- [OBJETIVOS]
- A) Transcribe sin cambios el fragmento del texto sobre la Asunción de María que empieza con "La Asunción de María" y sigue hasta "de su Hijo.".
- B) Según el texto sobre la Asunción de María, ¿en qué año definió Pío XII el dogma de la Asunción?

- [TEXTO DADO]
★ ★ ★ ★ ★

Queridos hermanos:
El dogma de la Asunción de la Virgen fue definido por el Venerable Pío XII en 1950, al afirmar que María Santísima fue elevada en cuerpo y alma a los Cielos por los ángeles (Munificentissimus Deus, nn. 3, 8 y 15-16). La Tradición de la Iglesia ha contemplado siempre a María como la “figura portentosa en el cielo”, la “mujer vestida del sol, con la luna por pedestal, coronada con doce estrellas”, según se nos ha dicho en la lectura del Apocalipsis (Ap 12,1). En Occidente pero especialmente entre los cristianos orientales, se venera también este misterio como la “Dormición” o el “Tránsito” de María.
Por haber compartido la vida y la misión redentora de su Hijo, era conveniente que Ella fuera asociada a la gloria de Jesucristo resucitado y reinante en el Cielo. Eso fue lo que reconoció Pío XII cuando proclamó el dogma de la Asunción y a los cuatro años instituyó la fiesta de la Realeza de María, que celebraremos dentro de una semana. En la segunda lectura, (1Cor 15,20-26), San Pablo nos ha dicho que Cristo ha resucitado el primero de todos, como primicia de la resurrección de los cuerpos y garantía de la inmortalidad del alma. María, ciertamente, ha sido la primera en compartir esta misma realidad. Y así, María, viene siendo felicitada por todas las generaciones, pues el Poderoso ha hecho obras grandes en Ella, su humilde esclava, como hemos escuchado en el Evangelio (Lc 1,39-56).
La Asunción de María a los Cielos y su Coronación como Reina y Señora de todo lo creado es su exaltación gloriosa y el culmen de todos los privilegios que ha recibido por su Maternidad divina, es decir, por haber sido escogida por Dios desde la eternidad para ser la Madre de su Hijo.
Pero, al igual que su Hijo Jesucristo, a cuyo misterio está asociado plenamente el de María, el camino hacia esa exaltación ha sido un camino de abajamiento y de humildad, de pequeñez y de sencillez. De hecho, Ella se ha definido a sí misma como “la esclava del Señor” (Lc 1,38).
Como explica San Pablo en el capítulo segundo de la carta a los Filipenses, Jesucristo asumió un camino de anonadamiento, de abajamiento, de despojamiento, de humillación, de lo que en griego la teología conoce como la kénosis (Flp 2,5-11): sin perder su condición divina, sin embargo se anonadó y se despojó de sí mismo, tomando la condición de esclavo y asumiendo la naturaleza humana por la Encarnación, obrada por el Espíritu Santo en el seno de María Virgen. Y en esta condición de hombre, y reconocido por nosotros como tal, también se humilló a sí mismo y quiso obedecer al Padre celestial hasta la muerte, y una muerte de cruz. Por eso el Padre lo exaltó después sobre todo y se le debe la máxima adoración universal, de tal modo que “Jesucristo es Señor, para gloria de Dios Padre”.

★ ★ ★ ★ ★

- [MATERIAL PROPORCIONADO]
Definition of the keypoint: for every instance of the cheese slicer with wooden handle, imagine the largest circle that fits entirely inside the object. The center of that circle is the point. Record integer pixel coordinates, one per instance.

★ ★ ★ ★ ★

- [RESPUESTAS DEL EJERCICIO]
- A)
La Asunción de María a los Cielos y su Coronación como Reina y Señora de todo lo creado es su exaltación gloriosa y el culmen de todos los privilegios que ha recibido por su Maternidad divina, es decir, por haber sido escogida por Dios desde la eternidad para ser la Madre de su Hijo.

- B) En 1950.